DESCRIZIONE DEL COMPITO:
Per favore, riproduci identiche tutte le righe dell'elenco qui sotto, dalla prima all'ultima, senza alcuna modifica.

....

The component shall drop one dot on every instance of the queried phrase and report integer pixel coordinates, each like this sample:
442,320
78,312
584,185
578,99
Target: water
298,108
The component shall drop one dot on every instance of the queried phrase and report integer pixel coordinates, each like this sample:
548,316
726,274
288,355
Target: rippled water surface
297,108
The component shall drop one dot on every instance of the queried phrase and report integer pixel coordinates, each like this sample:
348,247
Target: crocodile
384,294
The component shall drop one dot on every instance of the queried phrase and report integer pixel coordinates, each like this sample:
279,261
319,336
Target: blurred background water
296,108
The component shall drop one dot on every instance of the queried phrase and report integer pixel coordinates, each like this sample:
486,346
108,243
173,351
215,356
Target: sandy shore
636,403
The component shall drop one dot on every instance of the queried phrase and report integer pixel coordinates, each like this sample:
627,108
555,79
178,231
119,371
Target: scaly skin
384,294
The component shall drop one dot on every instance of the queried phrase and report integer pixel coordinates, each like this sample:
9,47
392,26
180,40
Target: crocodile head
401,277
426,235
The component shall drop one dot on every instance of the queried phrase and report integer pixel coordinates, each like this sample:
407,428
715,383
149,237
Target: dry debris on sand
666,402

....

RISPOSTA AL PROBLEMA:
The component shall drop one dot on every instance of the queried phrase and report integer pixel coordinates, each like this sample:
442,320
78,312
584,185
578,99
Target: water
298,108
The component shall drop one dot on every instance of the queried phrase and report integer pixel coordinates, each like this sample:
548,316
726,274
288,355
Target: rippled water surface
297,108
The component shall drop one dot on every instance of the queried phrase and report integer pixel coordinates, each like this sample:
348,247
Target: crocodile
384,294
The component shall drop one dot on every instance of the queried phrase and report integer pixel coordinates, each like this sample:
279,261
319,336
Target: blurred background water
296,108
The component shall drop one dot on every instance of the queried phrase and report integer pixel coordinates, each like this sample:
486,346
108,243
173,351
215,356
Target: sandy shore
636,403
The component shall drop one dot on every instance of the queried phrase and report integer pixel coordinates, each like this sample:
627,108
555,79
178,231
119,371
Target: scaly skin
384,294
The component shall drop one dot on every instance of the queried phrase and report integer pixel coordinates, each like this sample:
9,47
392,26
180,40
Target: crocodile head
401,277
426,235
The component shall drop one dot on every instance of the queried phrase and report integer pixel coordinates, each like this sample:
407,428
715,383
149,237
Target: dry debris on sand
666,402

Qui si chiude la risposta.